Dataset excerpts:
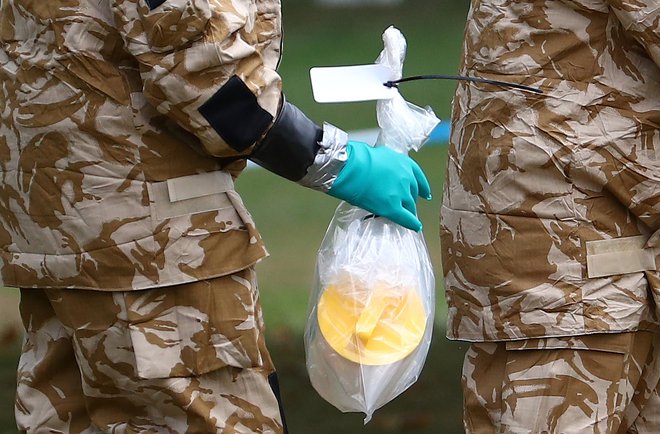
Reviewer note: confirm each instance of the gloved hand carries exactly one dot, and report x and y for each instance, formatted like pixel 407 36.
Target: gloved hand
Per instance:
pixel 382 181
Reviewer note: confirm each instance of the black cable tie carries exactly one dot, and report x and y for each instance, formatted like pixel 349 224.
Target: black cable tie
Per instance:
pixel 394 83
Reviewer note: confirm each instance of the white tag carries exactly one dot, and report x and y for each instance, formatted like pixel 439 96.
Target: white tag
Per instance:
pixel 351 83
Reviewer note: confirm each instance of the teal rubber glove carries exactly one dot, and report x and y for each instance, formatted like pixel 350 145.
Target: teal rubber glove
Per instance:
pixel 382 181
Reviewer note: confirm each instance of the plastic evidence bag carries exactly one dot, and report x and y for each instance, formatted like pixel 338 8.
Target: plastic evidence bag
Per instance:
pixel 372 307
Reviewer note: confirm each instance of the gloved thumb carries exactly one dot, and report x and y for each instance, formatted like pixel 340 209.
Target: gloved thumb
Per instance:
pixel 405 218
pixel 422 181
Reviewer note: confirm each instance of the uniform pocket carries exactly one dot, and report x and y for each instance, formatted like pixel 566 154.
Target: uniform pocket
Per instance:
pixel 195 328
pixel 195 205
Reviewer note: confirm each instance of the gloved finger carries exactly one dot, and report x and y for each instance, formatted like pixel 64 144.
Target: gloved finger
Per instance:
pixel 406 219
pixel 413 188
pixel 420 177
pixel 409 203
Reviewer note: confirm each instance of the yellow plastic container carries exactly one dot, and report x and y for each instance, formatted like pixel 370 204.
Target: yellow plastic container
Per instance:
pixel 376 326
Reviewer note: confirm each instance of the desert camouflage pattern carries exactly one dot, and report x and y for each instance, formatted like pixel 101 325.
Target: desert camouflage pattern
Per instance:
pixel 188 359
pixel 592 384
pixel 532 178
pixel 98 116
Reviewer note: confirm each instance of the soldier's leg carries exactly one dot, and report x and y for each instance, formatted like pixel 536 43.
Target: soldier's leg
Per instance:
pixel 49 395
pixel 643 414
pixel 569 385
pixel 189 358
pixel 483 372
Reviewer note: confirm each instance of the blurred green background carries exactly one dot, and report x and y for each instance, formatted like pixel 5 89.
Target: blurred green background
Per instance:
pixel 293 220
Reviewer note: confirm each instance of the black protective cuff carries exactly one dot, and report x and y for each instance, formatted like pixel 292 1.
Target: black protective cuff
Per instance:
pixel 290 146
pixel 235 114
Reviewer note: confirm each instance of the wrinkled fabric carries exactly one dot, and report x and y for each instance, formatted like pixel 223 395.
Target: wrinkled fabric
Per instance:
pixel 98 107
pixel 532 178
pixel 592 384
pixel 188 359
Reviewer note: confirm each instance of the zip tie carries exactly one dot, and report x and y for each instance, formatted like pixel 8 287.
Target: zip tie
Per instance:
pixel 394 83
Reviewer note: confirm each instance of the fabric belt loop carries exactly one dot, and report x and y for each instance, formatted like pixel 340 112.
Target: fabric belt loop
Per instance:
pixel 620 256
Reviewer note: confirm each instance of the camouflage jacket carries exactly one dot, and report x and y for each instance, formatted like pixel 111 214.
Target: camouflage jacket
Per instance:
pixel 111 178
pixel 551 209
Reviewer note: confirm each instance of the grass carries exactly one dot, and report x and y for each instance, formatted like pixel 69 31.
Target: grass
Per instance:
pixel 293 220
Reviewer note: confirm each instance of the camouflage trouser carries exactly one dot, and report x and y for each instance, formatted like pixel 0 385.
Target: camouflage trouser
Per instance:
pixel 184 359
pixel 588 384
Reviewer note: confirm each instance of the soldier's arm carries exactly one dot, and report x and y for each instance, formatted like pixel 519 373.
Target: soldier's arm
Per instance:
pixel 191 54
pixel 641 20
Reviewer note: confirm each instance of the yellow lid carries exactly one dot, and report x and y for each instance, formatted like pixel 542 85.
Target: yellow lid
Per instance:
pixel 371 327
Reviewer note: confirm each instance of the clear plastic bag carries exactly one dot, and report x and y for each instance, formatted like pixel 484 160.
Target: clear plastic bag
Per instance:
pixel 372 308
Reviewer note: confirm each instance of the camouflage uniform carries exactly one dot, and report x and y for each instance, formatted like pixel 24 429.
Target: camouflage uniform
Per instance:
pixel 551 213
pixel 189 358
pixel 114 179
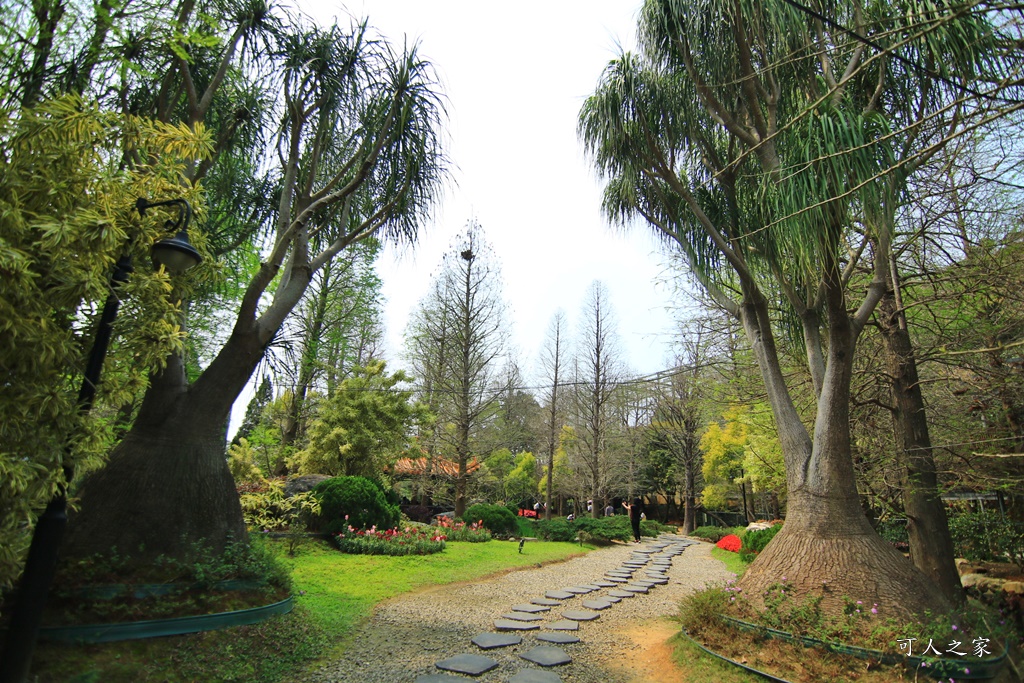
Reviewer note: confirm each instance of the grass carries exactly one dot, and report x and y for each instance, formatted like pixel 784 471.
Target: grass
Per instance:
pixel 334 594
pixel 731 561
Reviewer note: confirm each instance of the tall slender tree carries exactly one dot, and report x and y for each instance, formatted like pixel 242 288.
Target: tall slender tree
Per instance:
pixel 768 155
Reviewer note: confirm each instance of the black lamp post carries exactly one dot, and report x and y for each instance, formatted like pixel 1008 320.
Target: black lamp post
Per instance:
pixel 177 255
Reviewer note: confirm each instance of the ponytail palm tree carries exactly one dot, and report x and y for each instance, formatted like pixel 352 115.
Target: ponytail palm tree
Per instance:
pixel 768 146
pixel 358 155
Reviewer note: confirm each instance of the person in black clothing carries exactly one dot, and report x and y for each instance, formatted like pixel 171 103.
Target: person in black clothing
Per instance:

# EXERCISE AIM
Within the lines above, find those holding the word "protective" and copy them.

# REPLY TO THE EXERCISE
Reviewer note: confirm each instance of the black protective cuff carries exactly one dot, and report x and y for each instance, formatted like pixel 292 1.
Target: black protective cuff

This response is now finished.